> _TEXT BLOCK_
+-------+
I have no idea how to get around that. My wife was raised very religious and won't do the texting thing either. I wish she would take pics and send them to me.
I initiate dirty texts and when I cross some invisible
line she just stops responding. Oh well, she's awesome in a thousand other ways so I guess Ill do without that part.


----------



## dogman (Jul 24, 2012)

Blue skies,

I just read some of your other threads and IMHO you and your husband need to consider MC if you haven't already.
I feel bad for you because you seem to be exciting and fun and you both need to be on a somewhat similar page for the long run. Or you will stray again at some point. Drag him if you have to, but don't talk about the sex thing before you go. He needs to talk to someone. Because of the parent thing. Guilt, all that stuff.


----------



## GetTough (Jul 18, 2010)

I can totally understand the sex in public places being a turn on... I've been a lot more adventurous since my divorce. Being in that kind of relationship just rocks, where you just want to f*** anywhere and everywhere, can totally be yourself with each other. That's the big problem as I see it blueskies, you don't feel able to be yourself with your husband.


----------



## tonyarz (Sep 15, 2012)

I don't mind if my wife takes pictures and they end up on the internet. They might end up in the joke section though. lol


----------



## blueskies30 (Jan 27, 2010)

GetTough said:


> I can totally understand the sex in public places being a turn on... I've been a lot more adventurous since my divorce. Being in that kind of relationship just rocks, where you just want to f*** anywhere and everywhere, can totally be yourself with each other. That's the big problem as I see it blueskies, you don't feel able to be yourself with your husband.


THis must excite my husband more than having normal in bedroom sex. I really like all kinds of sex and I want it often, but he says Quality not Quantity


----------
+-------+
> _SUPPLIED ENTRIES_
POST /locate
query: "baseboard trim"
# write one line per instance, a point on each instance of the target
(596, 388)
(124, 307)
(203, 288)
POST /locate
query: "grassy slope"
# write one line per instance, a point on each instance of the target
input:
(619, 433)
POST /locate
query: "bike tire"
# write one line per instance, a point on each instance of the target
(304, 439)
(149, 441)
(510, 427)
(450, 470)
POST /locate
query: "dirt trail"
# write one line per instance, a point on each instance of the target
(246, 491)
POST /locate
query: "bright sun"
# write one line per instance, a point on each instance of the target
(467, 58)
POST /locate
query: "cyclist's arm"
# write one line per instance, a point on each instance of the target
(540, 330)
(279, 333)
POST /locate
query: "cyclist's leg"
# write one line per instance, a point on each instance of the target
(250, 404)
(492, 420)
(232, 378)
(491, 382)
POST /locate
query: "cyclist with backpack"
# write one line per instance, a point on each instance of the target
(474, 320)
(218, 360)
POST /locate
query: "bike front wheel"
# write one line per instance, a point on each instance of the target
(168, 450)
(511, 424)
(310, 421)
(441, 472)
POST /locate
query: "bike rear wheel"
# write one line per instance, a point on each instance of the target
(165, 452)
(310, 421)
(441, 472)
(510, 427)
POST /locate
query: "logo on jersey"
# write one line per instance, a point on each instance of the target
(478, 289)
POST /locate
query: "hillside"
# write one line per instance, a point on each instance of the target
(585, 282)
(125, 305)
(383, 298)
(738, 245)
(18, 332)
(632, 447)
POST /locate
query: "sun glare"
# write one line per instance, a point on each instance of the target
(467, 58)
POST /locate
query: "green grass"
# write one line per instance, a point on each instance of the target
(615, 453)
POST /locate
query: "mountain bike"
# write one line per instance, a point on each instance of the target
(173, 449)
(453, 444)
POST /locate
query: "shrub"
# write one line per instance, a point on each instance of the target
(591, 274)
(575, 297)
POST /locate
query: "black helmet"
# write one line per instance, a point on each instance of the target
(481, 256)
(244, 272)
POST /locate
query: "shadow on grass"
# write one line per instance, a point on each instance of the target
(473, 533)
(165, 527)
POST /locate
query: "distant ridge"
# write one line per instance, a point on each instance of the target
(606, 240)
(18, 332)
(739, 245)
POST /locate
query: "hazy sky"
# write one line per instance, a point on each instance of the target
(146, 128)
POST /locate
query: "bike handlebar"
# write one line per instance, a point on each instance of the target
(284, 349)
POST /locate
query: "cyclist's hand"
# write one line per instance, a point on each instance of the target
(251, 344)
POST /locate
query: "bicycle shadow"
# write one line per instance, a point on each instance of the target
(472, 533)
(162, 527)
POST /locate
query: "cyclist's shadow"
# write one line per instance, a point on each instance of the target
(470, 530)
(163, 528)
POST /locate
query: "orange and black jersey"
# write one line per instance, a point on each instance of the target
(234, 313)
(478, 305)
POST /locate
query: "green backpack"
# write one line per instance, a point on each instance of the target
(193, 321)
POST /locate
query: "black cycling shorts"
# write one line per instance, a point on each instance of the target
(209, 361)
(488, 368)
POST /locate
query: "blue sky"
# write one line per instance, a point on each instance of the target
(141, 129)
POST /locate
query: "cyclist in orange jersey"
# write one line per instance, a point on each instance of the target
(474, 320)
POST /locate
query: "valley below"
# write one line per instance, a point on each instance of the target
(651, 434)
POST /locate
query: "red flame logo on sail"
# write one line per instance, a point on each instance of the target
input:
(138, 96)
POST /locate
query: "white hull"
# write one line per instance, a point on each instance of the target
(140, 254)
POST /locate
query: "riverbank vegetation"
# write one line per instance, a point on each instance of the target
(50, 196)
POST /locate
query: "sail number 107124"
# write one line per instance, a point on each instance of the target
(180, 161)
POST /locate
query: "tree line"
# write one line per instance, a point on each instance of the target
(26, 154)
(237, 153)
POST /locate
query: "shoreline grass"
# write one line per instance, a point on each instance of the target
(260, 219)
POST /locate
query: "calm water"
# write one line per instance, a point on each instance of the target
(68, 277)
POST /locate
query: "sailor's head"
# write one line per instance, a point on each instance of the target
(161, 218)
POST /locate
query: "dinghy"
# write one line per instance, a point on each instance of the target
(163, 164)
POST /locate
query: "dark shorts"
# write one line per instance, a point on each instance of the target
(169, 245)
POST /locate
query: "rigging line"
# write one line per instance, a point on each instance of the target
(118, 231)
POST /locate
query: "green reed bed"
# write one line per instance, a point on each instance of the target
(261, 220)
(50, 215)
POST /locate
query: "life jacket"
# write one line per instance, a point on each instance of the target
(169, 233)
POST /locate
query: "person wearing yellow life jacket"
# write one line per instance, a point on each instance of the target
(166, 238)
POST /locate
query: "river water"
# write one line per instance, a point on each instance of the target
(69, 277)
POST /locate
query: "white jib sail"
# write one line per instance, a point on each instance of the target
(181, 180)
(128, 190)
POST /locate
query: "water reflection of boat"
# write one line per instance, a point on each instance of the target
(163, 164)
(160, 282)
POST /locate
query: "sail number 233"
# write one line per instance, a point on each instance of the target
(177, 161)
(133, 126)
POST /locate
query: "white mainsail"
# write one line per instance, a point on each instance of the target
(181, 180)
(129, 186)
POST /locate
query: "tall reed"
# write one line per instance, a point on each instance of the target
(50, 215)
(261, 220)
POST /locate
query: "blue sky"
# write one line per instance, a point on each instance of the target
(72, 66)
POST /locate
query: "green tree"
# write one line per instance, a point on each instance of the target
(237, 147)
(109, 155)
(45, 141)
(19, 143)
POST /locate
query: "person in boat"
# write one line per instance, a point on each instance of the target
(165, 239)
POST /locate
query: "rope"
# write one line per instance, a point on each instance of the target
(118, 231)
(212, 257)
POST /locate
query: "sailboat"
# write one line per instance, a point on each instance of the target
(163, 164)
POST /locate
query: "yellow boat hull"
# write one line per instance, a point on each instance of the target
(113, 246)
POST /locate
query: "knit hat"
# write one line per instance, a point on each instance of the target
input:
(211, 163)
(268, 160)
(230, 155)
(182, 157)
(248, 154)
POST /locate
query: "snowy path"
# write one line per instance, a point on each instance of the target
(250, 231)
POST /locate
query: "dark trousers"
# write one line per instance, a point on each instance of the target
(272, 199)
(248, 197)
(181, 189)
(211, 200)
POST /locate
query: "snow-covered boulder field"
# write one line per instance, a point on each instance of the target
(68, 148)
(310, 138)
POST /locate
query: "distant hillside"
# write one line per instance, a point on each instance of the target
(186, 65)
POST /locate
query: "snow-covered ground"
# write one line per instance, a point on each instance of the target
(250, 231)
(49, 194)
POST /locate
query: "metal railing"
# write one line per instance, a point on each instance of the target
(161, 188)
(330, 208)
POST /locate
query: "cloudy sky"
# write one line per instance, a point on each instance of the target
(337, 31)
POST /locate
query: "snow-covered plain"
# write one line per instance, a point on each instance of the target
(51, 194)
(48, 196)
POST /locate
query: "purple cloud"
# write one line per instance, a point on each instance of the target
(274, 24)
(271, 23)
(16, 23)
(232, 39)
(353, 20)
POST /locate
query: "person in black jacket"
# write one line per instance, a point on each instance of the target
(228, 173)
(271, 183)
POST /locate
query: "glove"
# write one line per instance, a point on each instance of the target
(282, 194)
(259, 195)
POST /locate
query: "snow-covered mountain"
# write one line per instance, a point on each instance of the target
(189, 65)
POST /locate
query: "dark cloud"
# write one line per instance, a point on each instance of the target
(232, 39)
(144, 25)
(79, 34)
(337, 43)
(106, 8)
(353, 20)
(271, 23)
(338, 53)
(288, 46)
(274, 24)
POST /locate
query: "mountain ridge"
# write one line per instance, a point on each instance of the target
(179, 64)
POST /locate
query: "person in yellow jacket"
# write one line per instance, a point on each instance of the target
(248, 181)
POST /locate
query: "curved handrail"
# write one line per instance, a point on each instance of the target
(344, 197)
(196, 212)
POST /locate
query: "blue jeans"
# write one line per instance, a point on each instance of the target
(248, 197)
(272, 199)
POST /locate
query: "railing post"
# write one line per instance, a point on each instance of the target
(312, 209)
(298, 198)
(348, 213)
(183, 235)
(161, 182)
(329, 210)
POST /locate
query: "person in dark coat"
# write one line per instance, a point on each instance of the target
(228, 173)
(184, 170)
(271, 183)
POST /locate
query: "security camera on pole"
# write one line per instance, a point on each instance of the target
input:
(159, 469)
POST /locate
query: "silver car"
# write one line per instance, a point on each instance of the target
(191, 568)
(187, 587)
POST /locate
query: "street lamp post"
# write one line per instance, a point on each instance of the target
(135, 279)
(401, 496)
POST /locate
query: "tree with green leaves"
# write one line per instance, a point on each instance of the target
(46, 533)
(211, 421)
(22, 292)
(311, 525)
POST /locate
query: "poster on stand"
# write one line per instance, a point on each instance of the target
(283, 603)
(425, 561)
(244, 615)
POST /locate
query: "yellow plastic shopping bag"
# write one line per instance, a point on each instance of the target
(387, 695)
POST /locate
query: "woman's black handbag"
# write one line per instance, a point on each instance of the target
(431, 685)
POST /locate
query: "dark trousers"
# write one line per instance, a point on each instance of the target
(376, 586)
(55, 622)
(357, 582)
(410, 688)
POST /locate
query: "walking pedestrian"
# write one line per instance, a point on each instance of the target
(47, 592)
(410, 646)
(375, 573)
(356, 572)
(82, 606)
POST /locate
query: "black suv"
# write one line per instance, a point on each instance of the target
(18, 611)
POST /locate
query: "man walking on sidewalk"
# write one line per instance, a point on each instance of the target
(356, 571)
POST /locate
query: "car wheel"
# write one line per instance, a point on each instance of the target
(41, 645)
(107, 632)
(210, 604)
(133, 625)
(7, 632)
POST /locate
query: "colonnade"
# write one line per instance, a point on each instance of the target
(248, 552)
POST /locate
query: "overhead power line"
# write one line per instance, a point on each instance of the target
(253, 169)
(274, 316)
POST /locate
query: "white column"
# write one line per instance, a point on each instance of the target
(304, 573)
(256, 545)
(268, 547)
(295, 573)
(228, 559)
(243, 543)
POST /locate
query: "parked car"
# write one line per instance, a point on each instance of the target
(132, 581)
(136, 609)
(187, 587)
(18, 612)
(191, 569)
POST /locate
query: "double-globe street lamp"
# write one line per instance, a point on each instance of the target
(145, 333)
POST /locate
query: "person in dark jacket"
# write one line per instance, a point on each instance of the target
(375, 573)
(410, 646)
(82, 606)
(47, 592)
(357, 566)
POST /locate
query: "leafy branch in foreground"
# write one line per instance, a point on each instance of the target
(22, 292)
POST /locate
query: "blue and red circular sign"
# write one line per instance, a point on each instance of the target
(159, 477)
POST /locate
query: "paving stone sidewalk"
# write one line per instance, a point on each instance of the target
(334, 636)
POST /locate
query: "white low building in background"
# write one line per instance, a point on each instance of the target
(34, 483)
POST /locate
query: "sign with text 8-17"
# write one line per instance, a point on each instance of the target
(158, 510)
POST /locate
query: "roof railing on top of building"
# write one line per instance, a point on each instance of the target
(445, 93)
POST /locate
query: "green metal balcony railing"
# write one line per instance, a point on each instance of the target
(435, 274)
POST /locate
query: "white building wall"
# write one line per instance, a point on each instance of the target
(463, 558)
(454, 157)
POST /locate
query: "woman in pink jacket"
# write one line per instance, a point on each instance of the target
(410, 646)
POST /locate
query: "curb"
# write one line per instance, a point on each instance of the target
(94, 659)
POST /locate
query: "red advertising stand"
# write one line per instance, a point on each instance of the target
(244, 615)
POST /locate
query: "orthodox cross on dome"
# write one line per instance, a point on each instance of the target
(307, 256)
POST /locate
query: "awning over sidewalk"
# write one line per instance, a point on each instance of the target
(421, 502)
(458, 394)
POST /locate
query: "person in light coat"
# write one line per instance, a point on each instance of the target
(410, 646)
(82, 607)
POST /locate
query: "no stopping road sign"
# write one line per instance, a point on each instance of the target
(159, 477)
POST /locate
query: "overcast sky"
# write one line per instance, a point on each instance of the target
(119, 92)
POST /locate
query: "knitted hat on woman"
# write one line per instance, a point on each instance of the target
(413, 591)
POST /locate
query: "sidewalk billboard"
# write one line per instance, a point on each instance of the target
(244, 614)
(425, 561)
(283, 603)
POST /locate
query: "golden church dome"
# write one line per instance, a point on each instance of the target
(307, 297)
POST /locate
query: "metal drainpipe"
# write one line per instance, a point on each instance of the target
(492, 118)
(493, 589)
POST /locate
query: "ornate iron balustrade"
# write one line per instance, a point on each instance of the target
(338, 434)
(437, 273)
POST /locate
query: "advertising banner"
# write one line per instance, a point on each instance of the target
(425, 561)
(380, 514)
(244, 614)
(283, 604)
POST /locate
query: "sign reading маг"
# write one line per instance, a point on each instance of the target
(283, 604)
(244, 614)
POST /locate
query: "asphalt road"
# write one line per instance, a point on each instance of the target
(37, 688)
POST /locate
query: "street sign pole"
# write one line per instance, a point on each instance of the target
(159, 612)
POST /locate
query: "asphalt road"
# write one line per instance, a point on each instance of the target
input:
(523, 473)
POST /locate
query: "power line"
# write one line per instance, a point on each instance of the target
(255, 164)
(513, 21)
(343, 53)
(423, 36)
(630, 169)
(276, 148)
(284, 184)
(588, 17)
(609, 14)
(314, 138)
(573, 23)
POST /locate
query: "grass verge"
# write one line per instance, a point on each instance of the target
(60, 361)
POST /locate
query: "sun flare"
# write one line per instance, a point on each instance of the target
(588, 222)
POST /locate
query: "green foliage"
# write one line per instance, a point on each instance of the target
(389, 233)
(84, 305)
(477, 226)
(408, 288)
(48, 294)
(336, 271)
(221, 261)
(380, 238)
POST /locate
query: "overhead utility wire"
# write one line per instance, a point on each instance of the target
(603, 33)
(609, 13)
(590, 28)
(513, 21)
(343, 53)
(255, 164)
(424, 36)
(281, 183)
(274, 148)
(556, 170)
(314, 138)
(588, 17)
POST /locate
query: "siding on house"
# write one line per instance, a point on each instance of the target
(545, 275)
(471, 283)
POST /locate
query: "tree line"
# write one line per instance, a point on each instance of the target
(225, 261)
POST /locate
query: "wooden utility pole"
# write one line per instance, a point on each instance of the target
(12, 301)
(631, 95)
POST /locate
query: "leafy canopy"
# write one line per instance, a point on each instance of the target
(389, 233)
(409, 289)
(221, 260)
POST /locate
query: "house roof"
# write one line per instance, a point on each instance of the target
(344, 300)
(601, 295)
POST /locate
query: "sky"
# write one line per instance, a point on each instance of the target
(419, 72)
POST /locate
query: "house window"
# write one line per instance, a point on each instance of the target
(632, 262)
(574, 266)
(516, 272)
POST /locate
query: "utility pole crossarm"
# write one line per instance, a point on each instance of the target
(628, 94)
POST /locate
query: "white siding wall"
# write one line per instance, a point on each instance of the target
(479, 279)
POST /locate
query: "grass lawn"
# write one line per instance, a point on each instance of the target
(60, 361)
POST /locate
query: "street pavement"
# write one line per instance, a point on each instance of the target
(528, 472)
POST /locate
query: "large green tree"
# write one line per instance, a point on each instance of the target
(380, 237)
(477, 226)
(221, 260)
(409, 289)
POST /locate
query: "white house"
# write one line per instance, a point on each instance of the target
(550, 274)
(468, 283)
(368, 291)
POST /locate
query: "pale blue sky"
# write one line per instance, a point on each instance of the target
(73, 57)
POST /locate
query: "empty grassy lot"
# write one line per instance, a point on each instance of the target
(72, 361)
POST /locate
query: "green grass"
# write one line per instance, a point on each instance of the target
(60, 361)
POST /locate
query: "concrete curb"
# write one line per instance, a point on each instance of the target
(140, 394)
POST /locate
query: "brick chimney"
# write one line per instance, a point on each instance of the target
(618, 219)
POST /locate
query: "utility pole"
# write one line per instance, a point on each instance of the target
+-------+
> _DIRECTIVE A_
In the forum thread, what does tonyarz say might happen to pictures his wife takes?
> _DIRECTIVE B_
From the forum thread, echo the part that opens with the words containing "I have no idea" and closes with "(Jul 24, 2012)".
> _DIRECTIVE C_
Which usernames appear in the headings of the forum thread?
Use only the forum thread to respond.

> _EXERCISE SOLUTION A_
They might end up in the joke section of the internet.

> _EXERCISE SOLUTION B_
I have no idea how to get around that. My wife was raised very religious and won't do the texting thing either. I wish she would take pics and send them to me.
I initiate dirty texts and when I cross some invisible
line she just stops responding. Oh well, she's awesome in a thousand other ways so I guess Ill do without that part.


----------



## dogman (Jul 24, 2012)

> _EXERCISE SOLUTION C_
dogman, GetTough, tonyarz, blueskies30